Exercise instructions:
1 - In the forum question about the slowing script, why does the writer have to make a unit converter?
2 - Please reproduce the stretch of the forum question from "I am doing my" through "about ~137000 measurement points.".

Text segment:
══════════════════════════════

Why is my script progressively slows down?

Question

I am doing my thesis work, for which I have to make a "unit converter". It reads a long output file, fills these information into arrays, and then converting from descartes coordinates to celestial orbital elements. My current output file to convert is 1.2 million lines long, that means about ~137000 measurement points.

The main function looks like this:

def desc_to_orb(file,n):
k = 1#4*pi**2
params, res, h_in, h_out, desc, R_in, R_out, V_in, V_out, c_in, c_out, C_out, C_in = ([], [], [], [], [], [], [], [], [], [], [], [], [])

══════════════════════════════

Labeled shape records:
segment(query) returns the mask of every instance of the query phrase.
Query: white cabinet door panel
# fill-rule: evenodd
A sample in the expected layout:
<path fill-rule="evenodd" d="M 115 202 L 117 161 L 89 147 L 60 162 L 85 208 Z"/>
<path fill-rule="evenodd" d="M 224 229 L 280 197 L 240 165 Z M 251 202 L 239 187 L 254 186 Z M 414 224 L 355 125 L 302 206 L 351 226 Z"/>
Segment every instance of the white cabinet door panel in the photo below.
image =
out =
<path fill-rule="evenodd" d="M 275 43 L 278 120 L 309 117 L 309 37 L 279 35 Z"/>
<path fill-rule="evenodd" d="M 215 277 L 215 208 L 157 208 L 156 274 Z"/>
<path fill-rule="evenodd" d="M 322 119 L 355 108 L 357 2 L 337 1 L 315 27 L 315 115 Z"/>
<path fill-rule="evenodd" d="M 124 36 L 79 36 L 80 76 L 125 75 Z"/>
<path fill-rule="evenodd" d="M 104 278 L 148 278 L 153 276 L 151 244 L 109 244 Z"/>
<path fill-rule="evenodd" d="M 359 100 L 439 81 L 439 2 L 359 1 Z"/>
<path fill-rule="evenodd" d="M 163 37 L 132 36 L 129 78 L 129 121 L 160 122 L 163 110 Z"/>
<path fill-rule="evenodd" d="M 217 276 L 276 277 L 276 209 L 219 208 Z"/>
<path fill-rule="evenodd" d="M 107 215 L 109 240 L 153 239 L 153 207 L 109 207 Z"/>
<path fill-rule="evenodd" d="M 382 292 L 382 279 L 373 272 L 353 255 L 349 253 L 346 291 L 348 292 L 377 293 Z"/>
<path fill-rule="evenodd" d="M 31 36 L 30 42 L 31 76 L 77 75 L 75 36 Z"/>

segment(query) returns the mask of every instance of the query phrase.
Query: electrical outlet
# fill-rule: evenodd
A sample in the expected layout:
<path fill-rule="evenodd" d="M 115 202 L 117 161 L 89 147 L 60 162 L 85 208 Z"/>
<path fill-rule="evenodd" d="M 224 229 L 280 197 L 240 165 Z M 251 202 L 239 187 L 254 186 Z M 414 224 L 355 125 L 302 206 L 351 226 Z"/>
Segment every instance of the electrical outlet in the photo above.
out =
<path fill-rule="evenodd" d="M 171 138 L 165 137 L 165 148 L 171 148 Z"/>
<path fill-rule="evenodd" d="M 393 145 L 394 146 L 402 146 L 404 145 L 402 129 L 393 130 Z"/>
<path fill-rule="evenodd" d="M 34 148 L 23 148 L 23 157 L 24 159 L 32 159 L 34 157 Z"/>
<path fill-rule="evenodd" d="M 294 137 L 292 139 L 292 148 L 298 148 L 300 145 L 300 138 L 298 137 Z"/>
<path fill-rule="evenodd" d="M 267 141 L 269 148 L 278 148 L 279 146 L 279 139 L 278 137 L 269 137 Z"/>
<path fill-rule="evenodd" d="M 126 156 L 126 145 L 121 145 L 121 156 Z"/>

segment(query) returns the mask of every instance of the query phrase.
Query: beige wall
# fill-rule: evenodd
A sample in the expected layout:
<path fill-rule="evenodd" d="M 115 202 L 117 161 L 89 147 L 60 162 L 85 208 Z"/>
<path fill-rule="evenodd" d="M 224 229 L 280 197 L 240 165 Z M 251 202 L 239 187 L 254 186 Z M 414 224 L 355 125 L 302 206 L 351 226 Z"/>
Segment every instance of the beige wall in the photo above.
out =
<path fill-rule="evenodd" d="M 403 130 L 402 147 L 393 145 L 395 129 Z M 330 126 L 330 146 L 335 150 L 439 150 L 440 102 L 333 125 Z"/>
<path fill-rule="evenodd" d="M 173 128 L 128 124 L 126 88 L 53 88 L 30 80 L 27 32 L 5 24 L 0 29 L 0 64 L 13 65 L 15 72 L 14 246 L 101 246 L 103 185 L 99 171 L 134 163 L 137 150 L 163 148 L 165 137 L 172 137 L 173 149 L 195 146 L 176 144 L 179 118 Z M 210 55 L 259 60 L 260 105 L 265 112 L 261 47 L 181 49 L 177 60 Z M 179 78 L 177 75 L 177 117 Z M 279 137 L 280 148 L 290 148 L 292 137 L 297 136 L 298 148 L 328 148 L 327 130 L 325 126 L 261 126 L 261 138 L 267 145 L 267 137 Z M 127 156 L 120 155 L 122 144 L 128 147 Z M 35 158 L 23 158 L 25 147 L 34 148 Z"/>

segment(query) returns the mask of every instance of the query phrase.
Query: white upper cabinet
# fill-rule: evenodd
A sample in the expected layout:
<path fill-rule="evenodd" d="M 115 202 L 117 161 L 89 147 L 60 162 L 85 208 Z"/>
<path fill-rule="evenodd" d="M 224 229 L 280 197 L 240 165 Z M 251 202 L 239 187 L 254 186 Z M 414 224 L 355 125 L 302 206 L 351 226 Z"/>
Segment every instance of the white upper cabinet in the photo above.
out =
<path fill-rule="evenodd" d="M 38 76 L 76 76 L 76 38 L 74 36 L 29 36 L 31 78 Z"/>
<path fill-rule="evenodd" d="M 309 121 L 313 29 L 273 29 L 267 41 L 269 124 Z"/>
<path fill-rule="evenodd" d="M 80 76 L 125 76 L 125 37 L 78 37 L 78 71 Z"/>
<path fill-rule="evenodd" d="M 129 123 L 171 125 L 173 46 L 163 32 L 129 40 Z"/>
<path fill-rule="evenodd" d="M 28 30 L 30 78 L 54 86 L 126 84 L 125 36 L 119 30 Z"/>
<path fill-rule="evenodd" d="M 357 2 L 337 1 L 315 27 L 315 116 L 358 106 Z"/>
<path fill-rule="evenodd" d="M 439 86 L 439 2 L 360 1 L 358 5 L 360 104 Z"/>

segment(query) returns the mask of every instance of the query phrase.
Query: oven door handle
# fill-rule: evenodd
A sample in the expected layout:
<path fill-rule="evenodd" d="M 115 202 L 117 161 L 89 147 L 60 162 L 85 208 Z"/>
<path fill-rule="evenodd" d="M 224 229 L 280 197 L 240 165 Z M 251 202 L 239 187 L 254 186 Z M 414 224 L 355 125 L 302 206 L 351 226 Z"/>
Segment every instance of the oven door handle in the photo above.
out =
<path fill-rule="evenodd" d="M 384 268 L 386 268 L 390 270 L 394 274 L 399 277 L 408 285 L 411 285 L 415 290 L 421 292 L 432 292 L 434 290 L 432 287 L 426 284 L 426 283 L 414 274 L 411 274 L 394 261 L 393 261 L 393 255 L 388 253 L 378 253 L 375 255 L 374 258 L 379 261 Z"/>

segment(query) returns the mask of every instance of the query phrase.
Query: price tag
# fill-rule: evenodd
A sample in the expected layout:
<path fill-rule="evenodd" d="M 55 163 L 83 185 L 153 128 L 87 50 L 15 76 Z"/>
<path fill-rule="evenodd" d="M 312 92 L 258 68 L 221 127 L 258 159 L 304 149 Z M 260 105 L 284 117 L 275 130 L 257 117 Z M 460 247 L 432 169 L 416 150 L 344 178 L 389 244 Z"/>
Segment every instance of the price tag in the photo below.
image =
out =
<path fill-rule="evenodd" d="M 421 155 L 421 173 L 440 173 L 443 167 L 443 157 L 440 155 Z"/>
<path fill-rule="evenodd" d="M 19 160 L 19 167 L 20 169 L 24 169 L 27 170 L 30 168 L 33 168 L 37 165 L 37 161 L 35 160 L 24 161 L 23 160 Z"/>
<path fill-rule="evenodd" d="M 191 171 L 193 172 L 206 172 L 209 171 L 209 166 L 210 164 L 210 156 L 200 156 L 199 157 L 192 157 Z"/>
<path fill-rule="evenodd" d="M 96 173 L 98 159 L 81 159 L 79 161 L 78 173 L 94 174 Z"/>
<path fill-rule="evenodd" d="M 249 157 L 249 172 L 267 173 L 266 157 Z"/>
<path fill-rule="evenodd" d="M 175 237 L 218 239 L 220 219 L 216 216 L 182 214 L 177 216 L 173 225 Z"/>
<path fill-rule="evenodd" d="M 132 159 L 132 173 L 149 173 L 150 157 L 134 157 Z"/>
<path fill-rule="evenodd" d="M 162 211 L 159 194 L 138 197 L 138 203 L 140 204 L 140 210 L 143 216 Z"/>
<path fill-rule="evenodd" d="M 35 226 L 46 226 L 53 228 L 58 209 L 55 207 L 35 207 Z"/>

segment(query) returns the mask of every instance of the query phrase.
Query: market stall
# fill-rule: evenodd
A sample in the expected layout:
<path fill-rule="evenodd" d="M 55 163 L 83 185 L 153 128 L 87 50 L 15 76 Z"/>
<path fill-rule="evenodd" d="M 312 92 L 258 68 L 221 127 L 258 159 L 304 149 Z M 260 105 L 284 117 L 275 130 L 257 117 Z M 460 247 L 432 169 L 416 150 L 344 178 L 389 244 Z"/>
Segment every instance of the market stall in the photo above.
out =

══════════════════════════════

Task-by-task solutions:
1 - The writer has to make a unit converter for thesis work. It reads a long output file, fills the information into arrays, and then converts from descartes coordinates to celestial orbital elements.

2 -
I am doing my thesis work, for which I have to make a "unit converter". It reads a long output file, fills these information into arrays, and then converting from descartes coordinates to celestial orbital elements. My current output file to convert is 1.2 million lines long, that means about ~137000 measurement points.